◆ Short task ◆
Quote the lines below exactly, from the one that holds "of the flag" through the final line of the records, and only those.

• • • • •

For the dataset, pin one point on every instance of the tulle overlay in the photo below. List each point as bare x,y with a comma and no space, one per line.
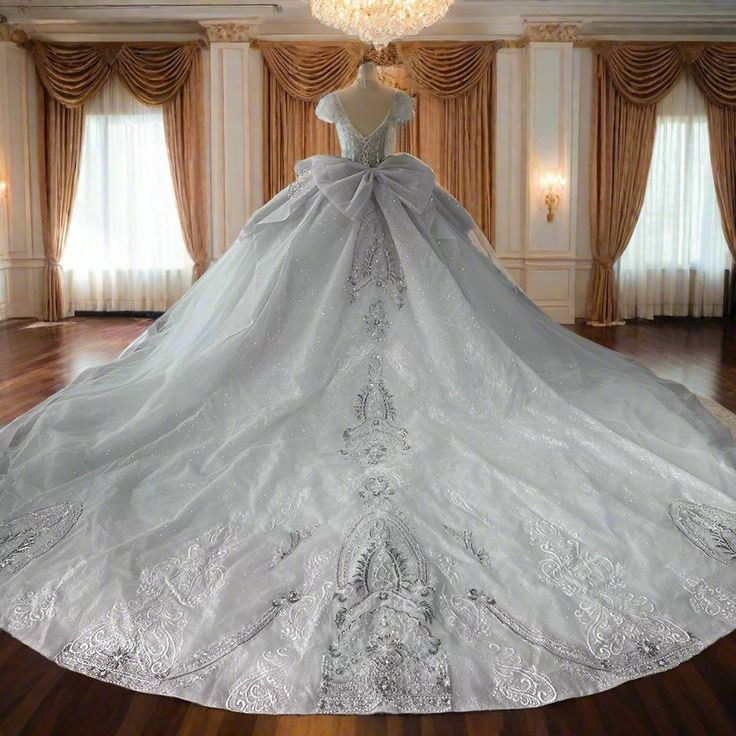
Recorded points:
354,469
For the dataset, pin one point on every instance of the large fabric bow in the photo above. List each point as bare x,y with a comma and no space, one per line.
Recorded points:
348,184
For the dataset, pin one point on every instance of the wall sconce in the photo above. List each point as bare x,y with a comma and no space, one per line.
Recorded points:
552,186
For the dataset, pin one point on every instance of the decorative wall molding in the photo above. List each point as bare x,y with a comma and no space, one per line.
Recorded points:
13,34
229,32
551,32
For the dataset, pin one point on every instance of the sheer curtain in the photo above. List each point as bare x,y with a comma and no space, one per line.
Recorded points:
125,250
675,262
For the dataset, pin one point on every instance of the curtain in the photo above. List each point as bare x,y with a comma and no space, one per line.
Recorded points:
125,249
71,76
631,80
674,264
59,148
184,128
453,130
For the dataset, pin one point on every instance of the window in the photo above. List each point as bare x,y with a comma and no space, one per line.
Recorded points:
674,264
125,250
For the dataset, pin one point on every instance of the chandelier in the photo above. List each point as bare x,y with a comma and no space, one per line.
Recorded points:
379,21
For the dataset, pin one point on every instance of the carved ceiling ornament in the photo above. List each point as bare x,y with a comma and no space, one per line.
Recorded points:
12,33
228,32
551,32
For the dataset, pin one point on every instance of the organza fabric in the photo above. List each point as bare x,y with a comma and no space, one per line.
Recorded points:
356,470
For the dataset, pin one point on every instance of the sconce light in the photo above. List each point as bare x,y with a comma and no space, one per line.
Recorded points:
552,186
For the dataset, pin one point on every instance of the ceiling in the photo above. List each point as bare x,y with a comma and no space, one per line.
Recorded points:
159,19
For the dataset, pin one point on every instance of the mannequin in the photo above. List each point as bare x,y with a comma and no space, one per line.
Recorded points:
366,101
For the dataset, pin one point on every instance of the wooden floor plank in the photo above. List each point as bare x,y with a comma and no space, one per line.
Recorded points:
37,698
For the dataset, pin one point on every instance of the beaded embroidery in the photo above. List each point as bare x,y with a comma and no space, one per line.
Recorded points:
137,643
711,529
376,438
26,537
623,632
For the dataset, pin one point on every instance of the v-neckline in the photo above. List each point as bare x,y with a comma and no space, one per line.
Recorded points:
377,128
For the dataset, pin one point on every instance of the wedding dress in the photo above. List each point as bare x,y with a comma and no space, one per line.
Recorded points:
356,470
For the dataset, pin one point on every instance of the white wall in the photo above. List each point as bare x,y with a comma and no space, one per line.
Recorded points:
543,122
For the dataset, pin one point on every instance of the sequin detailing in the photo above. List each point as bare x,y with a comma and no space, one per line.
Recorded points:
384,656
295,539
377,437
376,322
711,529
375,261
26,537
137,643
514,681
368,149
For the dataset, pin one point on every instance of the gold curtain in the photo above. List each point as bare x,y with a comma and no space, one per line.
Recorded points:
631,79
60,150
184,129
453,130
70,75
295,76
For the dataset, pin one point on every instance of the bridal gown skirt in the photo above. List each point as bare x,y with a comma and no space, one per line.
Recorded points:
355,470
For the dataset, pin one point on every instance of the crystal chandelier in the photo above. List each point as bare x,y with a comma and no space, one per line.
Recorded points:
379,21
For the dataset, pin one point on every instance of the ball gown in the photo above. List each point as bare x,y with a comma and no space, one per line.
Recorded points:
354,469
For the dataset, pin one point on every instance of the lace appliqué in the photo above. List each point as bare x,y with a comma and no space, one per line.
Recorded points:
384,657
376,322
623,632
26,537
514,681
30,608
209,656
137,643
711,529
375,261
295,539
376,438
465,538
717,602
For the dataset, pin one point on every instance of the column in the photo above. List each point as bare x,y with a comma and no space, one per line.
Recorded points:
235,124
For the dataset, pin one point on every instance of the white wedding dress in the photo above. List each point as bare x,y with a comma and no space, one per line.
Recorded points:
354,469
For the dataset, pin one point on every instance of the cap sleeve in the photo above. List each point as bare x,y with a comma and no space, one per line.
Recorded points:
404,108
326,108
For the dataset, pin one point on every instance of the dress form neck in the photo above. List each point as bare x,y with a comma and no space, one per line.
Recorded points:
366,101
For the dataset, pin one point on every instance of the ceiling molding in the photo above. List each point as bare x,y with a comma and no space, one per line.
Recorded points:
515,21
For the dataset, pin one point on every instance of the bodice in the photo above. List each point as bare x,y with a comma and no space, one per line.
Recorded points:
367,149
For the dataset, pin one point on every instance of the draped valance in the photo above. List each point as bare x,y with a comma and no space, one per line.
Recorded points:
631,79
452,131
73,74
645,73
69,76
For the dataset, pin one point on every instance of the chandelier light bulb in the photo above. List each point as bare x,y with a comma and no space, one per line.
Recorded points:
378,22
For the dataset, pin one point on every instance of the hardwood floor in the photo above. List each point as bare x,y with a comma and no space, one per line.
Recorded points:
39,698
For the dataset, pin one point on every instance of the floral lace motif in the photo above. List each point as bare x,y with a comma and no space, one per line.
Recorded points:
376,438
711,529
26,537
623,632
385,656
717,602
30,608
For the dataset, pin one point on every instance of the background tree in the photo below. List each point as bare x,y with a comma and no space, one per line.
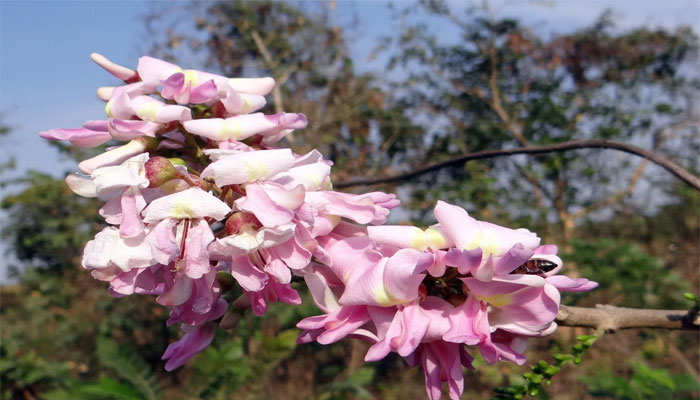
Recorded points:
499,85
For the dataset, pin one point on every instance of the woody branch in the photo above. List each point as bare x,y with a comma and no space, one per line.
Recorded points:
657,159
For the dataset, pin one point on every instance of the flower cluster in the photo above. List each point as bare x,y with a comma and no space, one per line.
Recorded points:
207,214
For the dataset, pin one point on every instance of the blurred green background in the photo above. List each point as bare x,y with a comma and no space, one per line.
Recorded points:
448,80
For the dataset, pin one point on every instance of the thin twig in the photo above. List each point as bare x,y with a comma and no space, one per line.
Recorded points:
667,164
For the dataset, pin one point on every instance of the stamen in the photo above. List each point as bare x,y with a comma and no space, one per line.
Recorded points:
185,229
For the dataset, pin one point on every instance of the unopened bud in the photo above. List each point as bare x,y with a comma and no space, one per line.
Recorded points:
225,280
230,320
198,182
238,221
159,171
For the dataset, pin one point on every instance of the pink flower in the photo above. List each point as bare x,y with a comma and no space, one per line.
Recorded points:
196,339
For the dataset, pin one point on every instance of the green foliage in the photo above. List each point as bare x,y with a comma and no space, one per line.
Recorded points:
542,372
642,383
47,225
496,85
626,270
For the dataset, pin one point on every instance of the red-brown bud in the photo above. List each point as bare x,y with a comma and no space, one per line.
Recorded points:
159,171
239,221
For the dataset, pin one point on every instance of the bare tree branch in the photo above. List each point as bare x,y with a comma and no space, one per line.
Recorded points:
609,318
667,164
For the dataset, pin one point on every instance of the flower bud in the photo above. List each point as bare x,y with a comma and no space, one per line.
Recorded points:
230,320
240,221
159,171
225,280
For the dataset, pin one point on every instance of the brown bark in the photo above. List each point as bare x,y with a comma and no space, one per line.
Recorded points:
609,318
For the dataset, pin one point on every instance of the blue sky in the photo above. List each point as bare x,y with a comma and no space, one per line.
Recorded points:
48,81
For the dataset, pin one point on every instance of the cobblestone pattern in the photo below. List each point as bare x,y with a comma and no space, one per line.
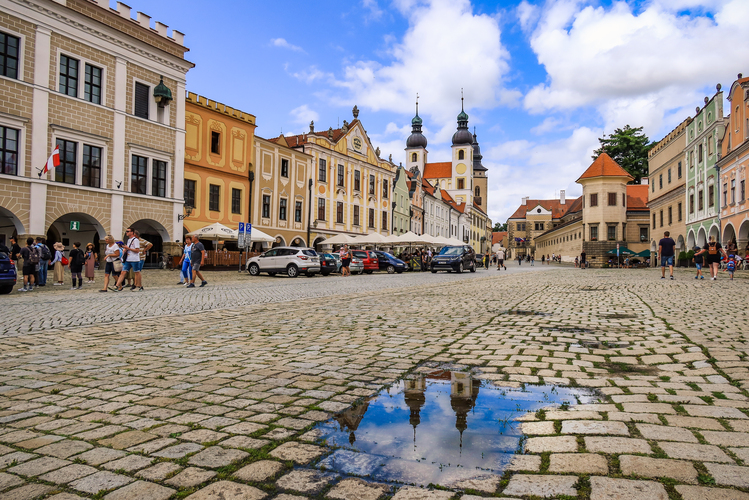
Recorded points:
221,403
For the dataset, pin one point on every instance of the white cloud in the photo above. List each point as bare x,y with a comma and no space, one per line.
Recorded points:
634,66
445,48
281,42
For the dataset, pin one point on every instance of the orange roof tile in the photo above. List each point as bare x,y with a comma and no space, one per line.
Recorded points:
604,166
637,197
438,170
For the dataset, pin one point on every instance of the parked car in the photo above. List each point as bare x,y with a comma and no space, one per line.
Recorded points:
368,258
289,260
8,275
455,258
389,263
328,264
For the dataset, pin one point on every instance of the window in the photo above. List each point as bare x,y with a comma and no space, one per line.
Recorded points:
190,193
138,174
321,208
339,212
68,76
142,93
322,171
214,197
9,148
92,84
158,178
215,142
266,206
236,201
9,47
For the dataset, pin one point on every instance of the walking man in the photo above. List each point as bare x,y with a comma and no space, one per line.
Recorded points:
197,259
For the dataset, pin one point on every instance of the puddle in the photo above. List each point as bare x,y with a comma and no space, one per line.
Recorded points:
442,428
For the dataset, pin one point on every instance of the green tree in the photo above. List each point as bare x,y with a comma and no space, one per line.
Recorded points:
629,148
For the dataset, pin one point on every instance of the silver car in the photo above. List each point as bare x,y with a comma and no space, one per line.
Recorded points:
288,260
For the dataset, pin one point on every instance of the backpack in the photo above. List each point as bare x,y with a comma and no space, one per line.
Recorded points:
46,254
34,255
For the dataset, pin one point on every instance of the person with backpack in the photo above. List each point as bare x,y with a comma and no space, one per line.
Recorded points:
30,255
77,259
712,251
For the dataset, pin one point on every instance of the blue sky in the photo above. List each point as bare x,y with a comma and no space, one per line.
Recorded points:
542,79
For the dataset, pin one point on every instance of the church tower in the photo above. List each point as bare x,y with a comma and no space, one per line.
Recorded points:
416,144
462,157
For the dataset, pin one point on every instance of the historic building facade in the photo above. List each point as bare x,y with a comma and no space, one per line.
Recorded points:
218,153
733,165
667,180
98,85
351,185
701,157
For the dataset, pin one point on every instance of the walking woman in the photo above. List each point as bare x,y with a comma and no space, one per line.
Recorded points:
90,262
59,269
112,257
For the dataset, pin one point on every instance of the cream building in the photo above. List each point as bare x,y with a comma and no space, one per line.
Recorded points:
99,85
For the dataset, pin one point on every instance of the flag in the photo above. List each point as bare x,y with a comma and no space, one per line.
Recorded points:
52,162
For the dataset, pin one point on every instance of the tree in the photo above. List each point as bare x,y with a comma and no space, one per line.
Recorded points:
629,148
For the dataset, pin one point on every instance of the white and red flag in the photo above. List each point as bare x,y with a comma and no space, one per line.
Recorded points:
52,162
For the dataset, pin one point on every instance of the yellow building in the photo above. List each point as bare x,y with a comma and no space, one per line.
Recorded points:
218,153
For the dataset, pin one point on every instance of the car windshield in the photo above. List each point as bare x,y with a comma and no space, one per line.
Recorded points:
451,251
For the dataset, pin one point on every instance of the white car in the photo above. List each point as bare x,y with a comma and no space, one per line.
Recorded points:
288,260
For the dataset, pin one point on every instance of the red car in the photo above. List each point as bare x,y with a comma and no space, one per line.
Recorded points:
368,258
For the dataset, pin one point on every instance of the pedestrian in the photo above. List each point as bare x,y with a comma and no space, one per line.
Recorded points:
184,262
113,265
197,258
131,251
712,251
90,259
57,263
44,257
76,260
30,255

• • • • •

◆ Answer to the exercise ◆
For the dataset, pin one point on every instance of the flag in the photo above. List each point as bare x,y with a comma and no space, one per line.
Recorded points:
52,162
For the dataset, pin one point on every instance of the tree in the photo above. List each point as bare x,y with a comma and no space, one per line.
Recorded points:
629,148
For the dataset, pin one point on every instance of the white and red flag in the photo above. List each point as bare x,y with a comma and no space, one per line.
Recorded points:
52,162
For the dataset, pin one point on every instance of the yellow building in the photo above. List each point as bare x,y with a comma and no space, one per line.
Recorded points:
218,153
For the dataset, pin one point on every instance of the car windshield in the photo above. List each point as bare x,y with a comma and no space, one per line.
Recorded points:
451,251
For the dataset, pin one point on every instance of the white car in the photo above. List each point as bare x,y with a comma and no space, one per line.
Recorded points:
288,260
For the dataset, pin one point on every instance of the red car in the photo above. List each point as bare x,y with a comma and no space, one per line.
Recorded points:
368,258
For the dataset, pin one point on every instance of the pedestrian in the photo above. List each point as bare x,y with a comma and no space, one per line.
Recorded points:
184,262
113,265
197,258
131,251
712,251
90,259
57,263
44,257
76,260
30,255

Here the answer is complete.